(Point-based annotation data)

•••••

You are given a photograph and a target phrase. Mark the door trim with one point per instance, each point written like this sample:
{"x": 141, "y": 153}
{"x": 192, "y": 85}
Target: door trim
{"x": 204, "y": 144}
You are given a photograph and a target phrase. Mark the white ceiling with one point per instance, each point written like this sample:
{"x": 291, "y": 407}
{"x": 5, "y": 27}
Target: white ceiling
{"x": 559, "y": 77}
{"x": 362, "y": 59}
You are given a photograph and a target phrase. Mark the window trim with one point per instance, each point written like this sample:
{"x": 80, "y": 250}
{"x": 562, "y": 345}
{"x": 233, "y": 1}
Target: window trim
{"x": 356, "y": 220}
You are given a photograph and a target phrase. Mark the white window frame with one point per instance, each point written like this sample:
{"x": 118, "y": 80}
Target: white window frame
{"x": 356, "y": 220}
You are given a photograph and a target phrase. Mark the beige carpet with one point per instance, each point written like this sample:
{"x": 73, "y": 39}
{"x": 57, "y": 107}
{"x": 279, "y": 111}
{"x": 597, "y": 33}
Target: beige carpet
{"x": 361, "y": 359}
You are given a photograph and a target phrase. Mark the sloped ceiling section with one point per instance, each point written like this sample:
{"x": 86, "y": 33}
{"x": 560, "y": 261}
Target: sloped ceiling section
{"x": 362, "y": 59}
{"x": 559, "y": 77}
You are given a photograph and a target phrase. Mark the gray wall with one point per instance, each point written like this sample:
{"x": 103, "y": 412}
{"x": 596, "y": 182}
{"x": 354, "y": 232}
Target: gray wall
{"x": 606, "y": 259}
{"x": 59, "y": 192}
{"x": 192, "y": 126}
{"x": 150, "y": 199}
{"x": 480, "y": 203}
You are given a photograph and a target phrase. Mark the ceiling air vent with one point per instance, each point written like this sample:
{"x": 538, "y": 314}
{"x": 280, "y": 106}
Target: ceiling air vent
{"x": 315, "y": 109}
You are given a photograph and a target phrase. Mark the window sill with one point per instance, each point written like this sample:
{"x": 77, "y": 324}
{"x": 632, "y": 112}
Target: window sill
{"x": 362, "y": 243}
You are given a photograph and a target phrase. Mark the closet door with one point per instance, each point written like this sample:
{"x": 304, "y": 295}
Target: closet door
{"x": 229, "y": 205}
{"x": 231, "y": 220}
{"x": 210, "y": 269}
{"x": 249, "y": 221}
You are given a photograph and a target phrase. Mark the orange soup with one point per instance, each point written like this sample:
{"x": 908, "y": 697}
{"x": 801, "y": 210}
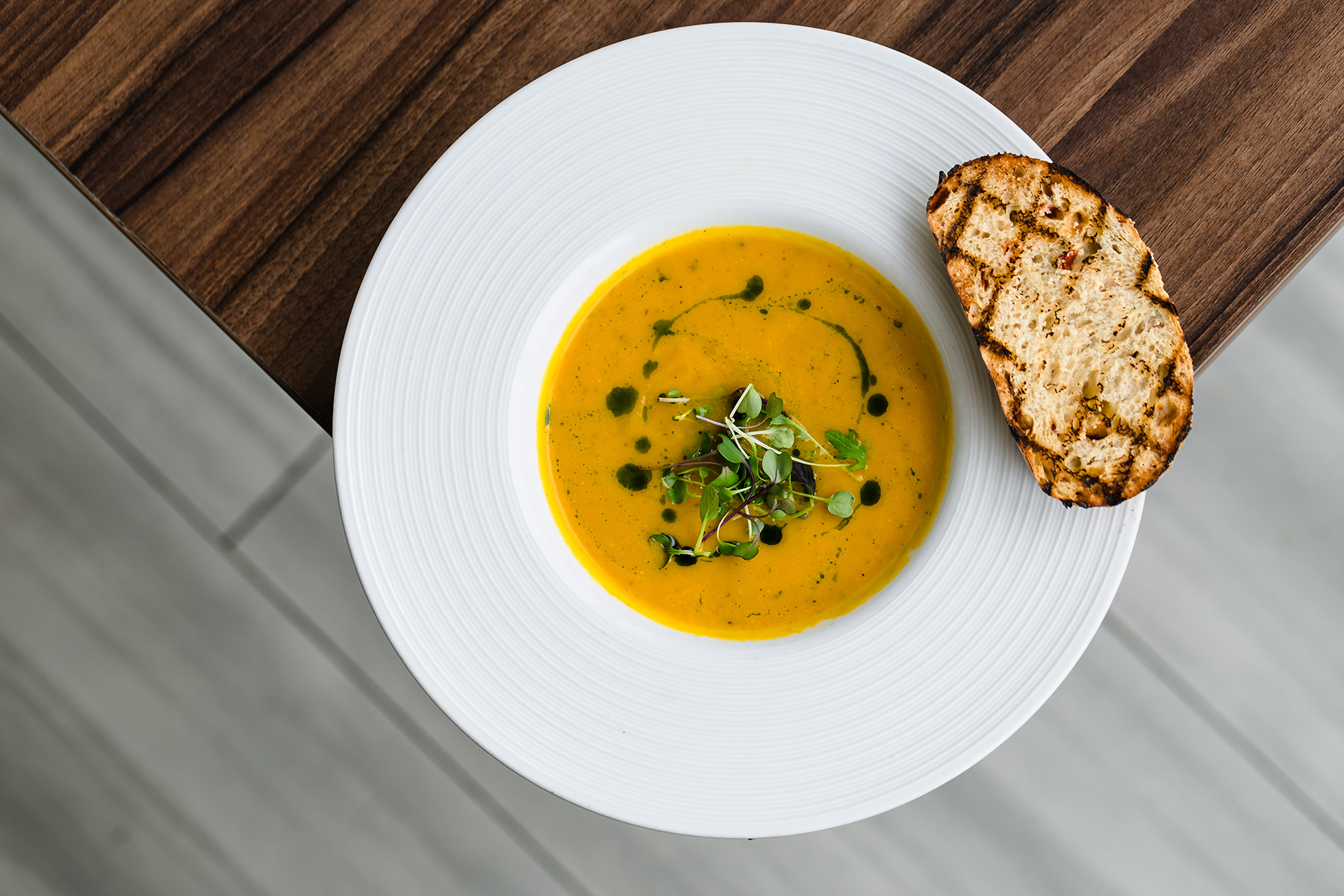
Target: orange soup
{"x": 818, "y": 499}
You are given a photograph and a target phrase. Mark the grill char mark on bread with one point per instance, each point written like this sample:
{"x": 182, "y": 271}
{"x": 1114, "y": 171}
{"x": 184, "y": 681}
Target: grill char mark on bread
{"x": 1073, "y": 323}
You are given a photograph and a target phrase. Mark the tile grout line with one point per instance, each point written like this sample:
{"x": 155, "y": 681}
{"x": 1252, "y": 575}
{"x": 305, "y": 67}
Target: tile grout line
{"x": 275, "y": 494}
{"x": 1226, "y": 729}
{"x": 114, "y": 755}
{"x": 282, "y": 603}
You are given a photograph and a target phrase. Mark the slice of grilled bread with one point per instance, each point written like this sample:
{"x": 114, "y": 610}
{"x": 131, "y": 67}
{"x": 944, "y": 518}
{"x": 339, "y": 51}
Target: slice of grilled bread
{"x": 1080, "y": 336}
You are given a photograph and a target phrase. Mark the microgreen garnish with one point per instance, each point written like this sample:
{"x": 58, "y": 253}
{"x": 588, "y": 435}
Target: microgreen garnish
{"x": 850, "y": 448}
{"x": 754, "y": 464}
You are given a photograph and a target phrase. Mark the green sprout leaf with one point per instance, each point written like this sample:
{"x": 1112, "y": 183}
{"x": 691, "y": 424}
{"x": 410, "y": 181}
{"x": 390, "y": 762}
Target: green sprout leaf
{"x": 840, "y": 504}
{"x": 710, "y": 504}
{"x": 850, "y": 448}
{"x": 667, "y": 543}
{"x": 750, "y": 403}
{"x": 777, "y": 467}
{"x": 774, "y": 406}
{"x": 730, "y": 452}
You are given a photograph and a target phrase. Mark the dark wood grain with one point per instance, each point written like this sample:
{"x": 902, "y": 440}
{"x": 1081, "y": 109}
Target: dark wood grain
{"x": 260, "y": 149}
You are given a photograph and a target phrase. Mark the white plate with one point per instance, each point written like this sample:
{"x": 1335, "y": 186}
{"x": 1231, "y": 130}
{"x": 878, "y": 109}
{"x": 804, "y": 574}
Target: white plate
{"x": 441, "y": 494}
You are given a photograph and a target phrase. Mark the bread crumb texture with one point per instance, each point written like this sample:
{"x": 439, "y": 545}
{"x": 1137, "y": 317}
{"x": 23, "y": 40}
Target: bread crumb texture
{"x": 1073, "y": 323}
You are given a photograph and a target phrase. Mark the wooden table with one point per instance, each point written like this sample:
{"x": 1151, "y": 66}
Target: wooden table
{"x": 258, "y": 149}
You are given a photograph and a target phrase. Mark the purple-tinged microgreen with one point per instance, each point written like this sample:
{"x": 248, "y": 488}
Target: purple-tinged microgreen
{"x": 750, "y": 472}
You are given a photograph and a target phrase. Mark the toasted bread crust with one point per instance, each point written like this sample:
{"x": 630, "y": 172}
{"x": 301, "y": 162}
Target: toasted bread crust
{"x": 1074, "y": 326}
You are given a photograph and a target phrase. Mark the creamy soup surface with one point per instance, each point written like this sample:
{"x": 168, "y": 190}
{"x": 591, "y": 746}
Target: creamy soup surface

•••••

Given request
Print the listing above in full, exactly as written. Omit any pictures.

Output of the task
You are given a photograph and a target phrase. Mark the door trim with one point per instance, each point written like this sample:
{"x": 141, "y": 153}
{"x": 192, "y": 85}
Target: door trim
{"x": 204, "y": 144}
You are given a photograph and a target phrase. Mark the white ceiling with one point per instance, each point written like this sample:
{"x": 291, "y": 407}
{"x": 5, "y": 27}
Target: white ceiling
{"x": 559, "y": 77}
{"x": 362, "y": 59}
You are given a photograph and a target phrase. Mark the window trim with one point per instance, each point written like this sample:
{"x": 80, "y": 250}
{"x": 562, "y": 345}
{"x": 233, "y": 1}
Target: window trim
{"x": 356, "y": 220}
You are given a photograph and a target phrase. Mark the white window frame with one point per instance, each point written like this sample:
{"x": 118, "y": 80}
Target: white window frame
{"x": 356, "y": 220}
You are given a photograph and a target phrase. Mark the beige carpet with one point per instance, each point written like this sample:
{"x": 73, "y": 39}
{"x": 57, "y": 107}
{"x": 279, "y": 111}
{"x": 597, "y": 33}
Target: beige carpet
{"x": 361, "y": 359}
You are given a photograph and a target phrase. Mark the sloped ceiling section with one point per instance, each point written like this sample:
{"x": 86, "y": 33}
{"x": 560, "y": 261}
Target: sloped ceiling section
{"x": 362, "y": 59}
{"x": 559, "y": 77}
You are given a photograph and a target phrase. Mark the gray wall with one point per instance, each point written like this sample:
{"x": 103, "y": 412}
{"x": 596, "y": 182}
{"x": 354, "y": 232}
Target: gray wall
{"x": 606, "y": 259}
{"x": 59, "y": 192}
{"x": 192, "y": 126}
{"x": 150, "y": 199}
{"x": 480, "y": 203}
You are given a photograph and a target phrase. Mark the ceiling air vent with one point per instance, each point written like this sample:
{"x": 538, "y": 314}
{"x": 280, "y": 106}
Target: ceiling air vent
{"x": 315, "y": 109}
You are given a photograph and a target phrase. Mark the window sill with one point per instance, each point written like this sample:
{"x": 77, "y": 324}
{"x": 632, "y": 112}
Target: window sill
{"x": 362, "y": 243}
You are given a photograph and a target phrase. Mark the closet door with one point per instance, each point written like this sample:
{"x": 304, "y": 295}
Target: closet door
{"x": 229, "y": 205}
{"x": 231, "y": 220}
{"x": 210, "y": 269}
{"x": 249, "y": 221}
You are given a photograph and a target phrase. Mark the orange soup with one point per instance, each point written like this sample:
{"x": 908, "y": 697}
{"x": 801, "y": 210}
Target: orange soup
{"x": 818, "y": 499}
You are given a photograph and a target phrase. Mark the grill char mark on bread with one point per instance, each point written like this sample:
{"x": 182, "y": 271}
{"x": 1114, "y": 171}
{"x": 184, "y": 681}
Target: grill char mark on bread
{"x": 1073, "y": 323}
You are given a photograph and a target phrase. Mark the tile grout line with one point per instance, each point written like this sample:
{"x": 155, "y": 681}
{"x": 1252, "y": 575}
{"x": 305, "y": 67}
Target: tile grout line
{"x": 275, "y": 494}
{"x": 1226, "y": 729}
{"x": 114, "y": 755}
{"x": 282, "y": 603}
You are given a photograph and a target phrase. Mark the slice of grilled bread with one point per instance, each point written like this sample:
{"x": 114, "y": 610}
{"x": 131, "y": 67}
{"x": 944, "y": 518}
{"x": 339, "y": 51}
Target: slice of grilled bread
{"x": 1080, "y": 336}
You are given a photograph and a target phrase. Mark the microgreen garnish with one point per instance, each point written like this sample:
{"x": 58, "y": 253}
{"x": 588, "y": 435}
Target: microgreen garnish
{"x": 850, "y": 448}
{"x": 754, "y": 464}
You are given a photograph and a target phrase. Mark the green sprout leaf with one point per instance, each point written like this sample:
{"x": 1112, "y": 183}
{"x": 691, "y": 424}
{"x": 410, "y": 181}
{"x": 390, "y": 762}
Target: green sprout leaf
{"x": 840, "y": 504}
{"x": 710, "y": 504}
{"x": 850, "y": 448}
{"x": 667, "y": 543}
{"x": 750, "y": 403}
{"x": 777, "y": 467}
{"x": 774, "y": 406}
{"x": 730, "y": 452}
You are given a photograph and a target phrase. Mark the dark wood grain with one point per instance, each point written like this sample:
{"x": 902, "y": 440}
{"x": 1081, "y": 109}
Target: dark wood grain
{"x": 260, "y": 149}
You are given a photograph and a target phrase. Mark the white plate with one point per instance, each point written like this sample:
{"x": 1335, "y": 186}
{"x": 1231, "y": 130}
{"x": 878, "y": 109}
{"x": 804, "y": 574}
Target: white plate
{"x": 441, "y": 494}
You are given a photograph and a target phrase. Mark the bread crumb texture with one point per instance, each point written like this sample:
{"x": 439, "y": 545}
{"x": 1137, "y": 317}
{"x": 23, "y": 40}
Target: bread crumb texture
{"x": 1073, "y": 323}
You are given a photograph and a target phrase. Mark the wooden table with one point per instance, each point written like this sample:
{"x": 1151, "y": 66}
Target: wooden table
{"x": 258, "y": 149}
You are given a photograph and a target phrase. Mark the purple-tinged microgreen with one point per instance, each point written like this sample:
{"x": 248, "y": 488}
Target: purple-tinged microgreen
{"x": 750, "y": 472}
You are given a photograph and a target phrase. Mark the toasted bread crust with one point per instance, each point written like this sample:
{"x": 630, "y": 172}
{"x": 301, "y": 162}
Target: toasted bread crust
{"x": 1074, "y": 326}
You are given a photograph and a target phrase. Mark the creamy soup surface with one point per instance, each point written like this sample:
{"x": 168, "y": 190}
{"x": 591, "y": 746}
Target: creamy soup surface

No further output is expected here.